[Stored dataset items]
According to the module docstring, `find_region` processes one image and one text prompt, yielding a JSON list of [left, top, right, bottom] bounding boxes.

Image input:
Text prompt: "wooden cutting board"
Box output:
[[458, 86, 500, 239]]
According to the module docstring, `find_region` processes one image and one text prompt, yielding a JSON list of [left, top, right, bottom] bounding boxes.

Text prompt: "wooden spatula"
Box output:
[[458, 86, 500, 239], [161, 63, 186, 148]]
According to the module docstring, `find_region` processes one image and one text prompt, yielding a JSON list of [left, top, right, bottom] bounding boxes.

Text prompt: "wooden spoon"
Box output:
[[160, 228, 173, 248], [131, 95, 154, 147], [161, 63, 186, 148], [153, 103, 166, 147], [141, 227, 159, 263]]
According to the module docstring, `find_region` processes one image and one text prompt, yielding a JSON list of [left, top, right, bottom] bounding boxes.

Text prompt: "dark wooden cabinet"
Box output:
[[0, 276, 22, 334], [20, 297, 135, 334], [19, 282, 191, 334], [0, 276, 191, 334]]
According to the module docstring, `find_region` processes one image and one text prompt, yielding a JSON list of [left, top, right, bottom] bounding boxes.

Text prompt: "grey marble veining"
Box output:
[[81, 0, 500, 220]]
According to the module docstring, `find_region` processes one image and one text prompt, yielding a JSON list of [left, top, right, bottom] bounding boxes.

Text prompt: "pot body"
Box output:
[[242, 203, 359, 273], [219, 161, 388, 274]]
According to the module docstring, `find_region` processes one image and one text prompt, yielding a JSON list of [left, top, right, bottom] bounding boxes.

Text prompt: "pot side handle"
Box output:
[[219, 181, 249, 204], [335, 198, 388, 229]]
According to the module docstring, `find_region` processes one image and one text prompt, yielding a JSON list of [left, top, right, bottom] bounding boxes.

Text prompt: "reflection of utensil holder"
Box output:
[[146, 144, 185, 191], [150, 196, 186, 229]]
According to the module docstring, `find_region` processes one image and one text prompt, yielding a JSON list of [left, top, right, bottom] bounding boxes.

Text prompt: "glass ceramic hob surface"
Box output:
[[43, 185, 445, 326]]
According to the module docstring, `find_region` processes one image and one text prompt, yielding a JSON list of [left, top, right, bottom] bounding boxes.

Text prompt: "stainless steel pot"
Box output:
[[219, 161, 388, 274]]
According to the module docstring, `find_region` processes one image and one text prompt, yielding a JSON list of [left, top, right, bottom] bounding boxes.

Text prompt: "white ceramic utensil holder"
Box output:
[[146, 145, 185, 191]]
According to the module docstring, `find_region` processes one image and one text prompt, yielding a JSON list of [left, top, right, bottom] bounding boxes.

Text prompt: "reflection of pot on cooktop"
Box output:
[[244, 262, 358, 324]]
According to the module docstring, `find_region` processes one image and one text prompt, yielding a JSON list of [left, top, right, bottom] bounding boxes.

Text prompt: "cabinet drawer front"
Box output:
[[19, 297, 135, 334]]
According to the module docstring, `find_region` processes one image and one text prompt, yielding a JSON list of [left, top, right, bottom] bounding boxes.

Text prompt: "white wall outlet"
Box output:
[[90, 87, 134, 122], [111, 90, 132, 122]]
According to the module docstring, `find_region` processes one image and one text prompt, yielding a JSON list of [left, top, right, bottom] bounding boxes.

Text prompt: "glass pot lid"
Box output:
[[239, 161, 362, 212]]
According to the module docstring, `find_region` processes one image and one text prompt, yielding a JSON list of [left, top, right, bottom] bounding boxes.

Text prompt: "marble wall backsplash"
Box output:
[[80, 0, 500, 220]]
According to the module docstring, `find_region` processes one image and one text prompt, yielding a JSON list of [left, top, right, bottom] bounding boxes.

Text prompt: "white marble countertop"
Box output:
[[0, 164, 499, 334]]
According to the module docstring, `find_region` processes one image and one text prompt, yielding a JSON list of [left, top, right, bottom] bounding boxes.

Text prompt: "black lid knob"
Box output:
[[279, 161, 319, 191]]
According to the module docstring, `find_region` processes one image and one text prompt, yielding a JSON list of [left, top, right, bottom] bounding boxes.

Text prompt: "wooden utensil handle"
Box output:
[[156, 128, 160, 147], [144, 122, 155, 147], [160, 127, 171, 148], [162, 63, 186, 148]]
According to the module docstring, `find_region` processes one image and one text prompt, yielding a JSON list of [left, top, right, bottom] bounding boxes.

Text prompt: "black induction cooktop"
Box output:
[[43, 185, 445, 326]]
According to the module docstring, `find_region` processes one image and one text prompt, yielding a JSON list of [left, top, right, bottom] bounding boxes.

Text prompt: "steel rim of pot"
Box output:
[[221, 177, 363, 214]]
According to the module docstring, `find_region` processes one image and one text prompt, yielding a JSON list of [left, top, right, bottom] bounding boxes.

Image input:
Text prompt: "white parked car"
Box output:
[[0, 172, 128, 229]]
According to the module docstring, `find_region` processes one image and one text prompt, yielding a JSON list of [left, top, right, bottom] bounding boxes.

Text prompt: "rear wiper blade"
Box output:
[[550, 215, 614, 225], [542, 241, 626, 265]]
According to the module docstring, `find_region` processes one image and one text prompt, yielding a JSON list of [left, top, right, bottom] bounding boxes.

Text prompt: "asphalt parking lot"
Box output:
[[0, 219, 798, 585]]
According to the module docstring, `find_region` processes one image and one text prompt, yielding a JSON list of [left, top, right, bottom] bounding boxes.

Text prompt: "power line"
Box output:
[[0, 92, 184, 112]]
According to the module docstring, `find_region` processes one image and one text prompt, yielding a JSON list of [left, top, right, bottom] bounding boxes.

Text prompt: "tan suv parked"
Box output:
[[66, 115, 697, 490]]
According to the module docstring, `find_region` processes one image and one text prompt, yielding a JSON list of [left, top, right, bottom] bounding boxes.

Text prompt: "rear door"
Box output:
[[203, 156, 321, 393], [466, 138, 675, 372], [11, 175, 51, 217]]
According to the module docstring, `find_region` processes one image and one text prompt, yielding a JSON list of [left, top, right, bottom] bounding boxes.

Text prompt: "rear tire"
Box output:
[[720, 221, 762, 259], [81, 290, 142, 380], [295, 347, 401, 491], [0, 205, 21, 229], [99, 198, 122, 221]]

=== Task directions ===
Copy out the records in full, matching every line character for character.

=== Result of the task ===
According to the module docstring, `find_region` processes one image and one text prompt, yielding a JSON list of [left, top, right, bottom] bounding boxes.

Image input:
Text prompt: "wooden cutting board"
Box output:
[[458, 86, 500, 239]]
According to the module docstring, `find_region` processes one image and one text prompt, yielding a JSON list of [left, top, right, bottom] bounding boxes.

Text prompt: "wooden spatula"
Box output:
[[458, 86, 500, 239], [161, 63, 186, 148]]
According to the module docstring, `find_region` processes one image and one text prompt, yielding a JSON list of [left, top, right, bottom] bounding boxes.

Text prompt: "wooden spoon"
Box output:
[[160, 228, 173, 248], [131, 95, 154, 147], [161, 63, 186, 148], [153, 103, 166, 147], [141, 227, 159, 263]]
According to the module docstring, `find_region` processes one image and one text prompt, yielding a JSON list of [left, top, right, bottom] bounding boxes.

Text prompt: "dark wooden cabinet"
Box output:
[[0, 276, 22, 334], [20, 297, 135, 334], [19, 282, 191, 334], [0, 276, 191, 334]]
According to the module docstring, `find_region` processes one image and one text prompt, yielding a JSON list of [left, top, right, bottom] bounding boxes.

Text prompt: "grey marble veining"
Box output:
[[81, 0, 500, 220]]
According to the module docstring, `find_region` processes one image and one text prompt, yielding a JSON list of [left, top, right, bottom] bounding boxes.

Text prompt: "pot body"
Box output:
[[242, 203, 359, 273], [219, 161, 388, 274]]
According to the module docstring, `find_region` processes one image and one text prompt, yielding a JSON list of [left, top, right, bottom] bounding boxes.

Text prompt: "pot side handle"
Box output:
[[219, 181, 249, 204], [335, 198, 388, 229]]
According to the module docstring, `find_region` processes one image and one text prompt, yielding a JSON list of [left, top, right, bottom] bounding boxes.

Text prompt: "reflection of utensil holder"
Box output:
[[146, 144, 185, 191], [150, 196, 186, 229]]
According to the module docstring, `find_region` processes one image and one text prompt, yielding a JSON list of [left, top, right, bottom] bounding boxes.

Text prompt: "glass ceramic hob surface"
Box output:
[[43, 185, 445, 326]]
According to the module docstring, `find_region` processes one image and one text prompt, yielding a JSON list of [left, top, right, bottom] bounding boxes.

Text prompt: "stainless steel pot"
Box output:
[[219, 161, 388, 274]]
According to the module docstring, `find_region` processes one image and one text prompt, yielding a JSON list of [left, top, right, bottom] bounding boxes.

Text prompt: "white ceramic utensil holder"
Box output:
[[146, 145, 185, 191]]
According to the module docstring, `find_region` processes one image and one text prompt, yielding a JSON list of [left, top, right, bottom] bounding boxes.

Text prompt: "reflection of pot on cooktop"
Box output:
[[244, 262, 358, 324]]
According to the module docstring, `find_region` processes one image and one text prompt, yielding a JSON list of [left, top, right, bottom] bounding boxes.

Text prompt: "cabinet drawer front"
Box output:
[[19, 297, 135, 334]]
According to the module docstring, `find_region` processes one image and one text prompt, yielding a JSON list of [left, top, right, bottom] bounding boxes.

Text prompt: "white wall outlet"
Box output:
[[90, 87, 134, 122], [111, 90, 132, 122]]
According to the module docstring, `find_region` processes one image and one text prompt, yielding a JSON list of [left, top, right, bottom] bounding boxes.

Text prompt: "glass pot lid"
Box output:
[[239, 161, 362, 212]]
According to the module docstring, `find_region` processes one image and one text prompt, yielding a JSON list of [left, top, right, bottom] bounding boxes.

Text prompt: "marble wall backsplash"
Box output:
[[80, 0, 500, 220]]
According to the module docstring, `find_region` processes one image and one text prompt, yielding a JSON list of [left, top, right, bottom] bounding boxes.

Text prompt: "white marble countertop"
Box output:
[[0, 164, 499, 334]]
According to the module docstring, `find_region` processes one image and one text prompt, yielding a JSON list of [left, top, right, bottom] bounding boxes.

Text prompt: "black lid knob"
Box output:
[[279, 161, 319, 191]]
According to the module docstring, `find_region` processes one image and one text prompt, yielding a JSON list of [left, top, right, bottom] bounding boxes.

Text prompt: "wooden utensil handle"
Box output:
[[156, 128, 160, 147], [144, 122, 155, 147], [160, 127, 171, 148], [162, 63, 186, 148]]
According to the module docstring, `find_region` processes one image and one text prompt, yielding a JSON list of [left, top, right, bottom] bounding boxes.

Text prompt: "black induction cooktop"
Box output:
[[43, 185, 445, 326]]
According to the module docstring, `find_region` processes one image and one text prompt, yielding a JSON list of [left, top, right, bottom] bounding boxes.

Text prompt: "steel rim of pot"
Box output:
[[221, 177, 363, 214]]
According to the module docstring, `find_region` processes one image and one text prompt, yielding a JSON list of [left, top, right, bottom] bounding boxes.

Image input:
Text prompt: "white parked car"
Box output:
[[0, 172, 128, 229]]
According to the module docstring, `find_region` processes one image and one text prompt, yielding a JSON list of [left, top, right, bottom] bounding boxes.

Text prompt: "rear wiper blade"
Box output:
[[550, 215, 614, 225], [542, 241, 626, 265]]
According to the module docstring, `find_region` processes one image and one text prompt, yielding a JSON list of [left, top, right, bottom] bounding boxes.

Text prompt: "asphalt parking lot"
Box output:
[[0, 219, 798, 585]]
According to the module docstring, `find_region` processes one image and one text prompt, yielding a JSON list of [left, top, right, bottom] bounding boxes.

Text prompt: "power line"
Box output:
[[0, 92, 184, 112]]
According to the module docstring, `find_region` processes one image and one text prompt, yielding a JSON list of [left, top, right, bottom] bounding boxes.

Text prompt: "tan suv parked"
Box output:
[[66, 115, 697, 490]]
According to the module docstring, `find_region` processes one image and one text prompt, yielding a JSON list of [left, top, right, bottom] bounding boxes.

Text prompt: "rear door"
Box output:
[[203, 156, 321, 393], [466, 138, 675, 372], [11, 175, 51, 217]]
According to the module docstring, `find_region` processes one image and one text prompt, yielding a JSON list of [left, top, right, bottom] bounding boxes.

Text prompt: "rear tire"
Box output:
[[720, 221, 762, 259], [81, 290, 142, 380], [295, 347, 401, 491], [0, 205, 21, 229], [99, 198, 122, 221]]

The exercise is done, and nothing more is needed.